Stated goal: Can you give the listing below again with each "loudspeaker" changed to "speaker", keeping every other word the same and omitting the picture?

________________

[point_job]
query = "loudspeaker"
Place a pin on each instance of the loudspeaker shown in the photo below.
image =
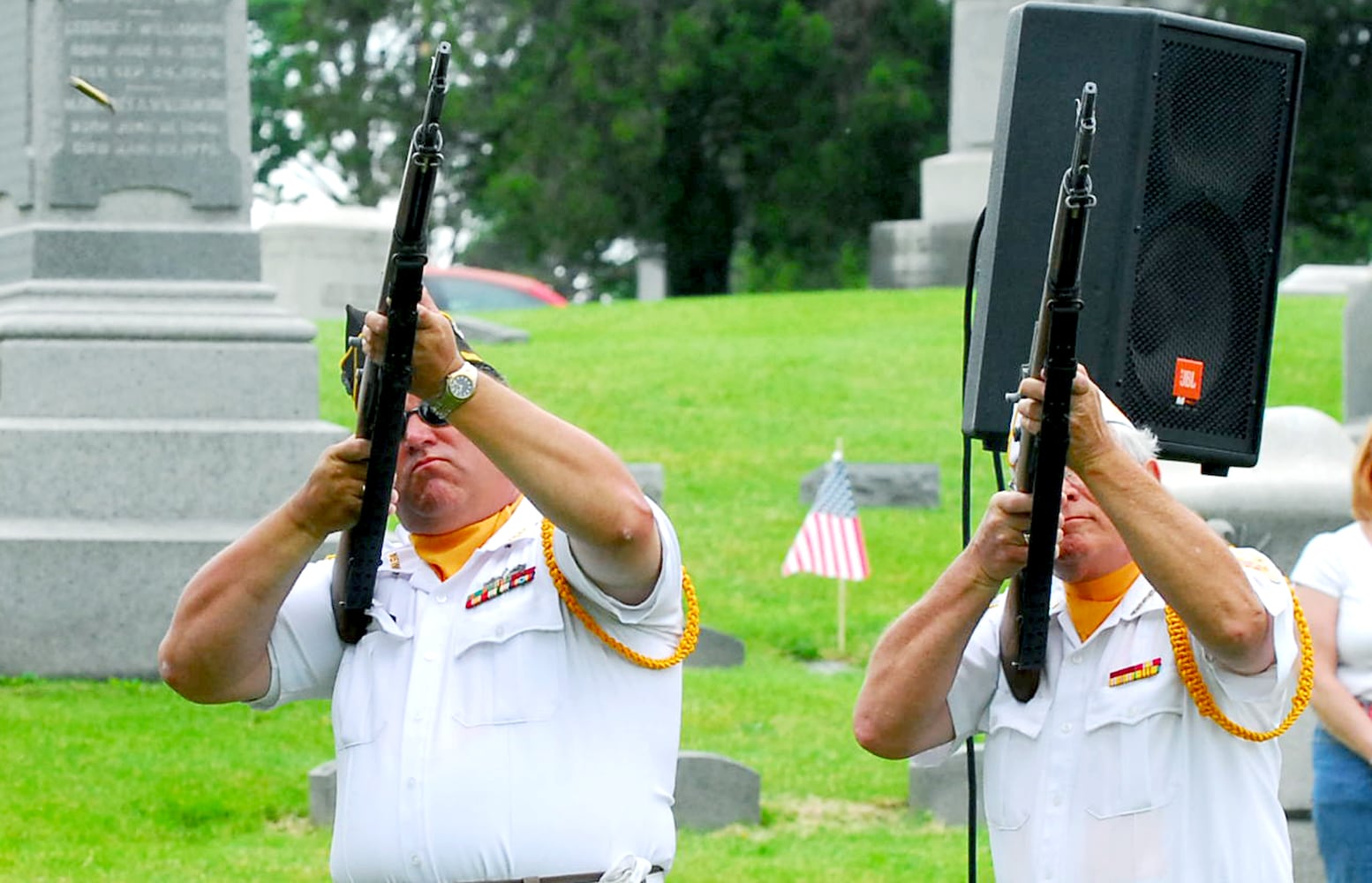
(1191, 163)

________________

Solution to the exercise:
[point_job]
query = "speaker"
Place a pin on each instance of the speaker shown in the photo below.
image =
(1191, 163)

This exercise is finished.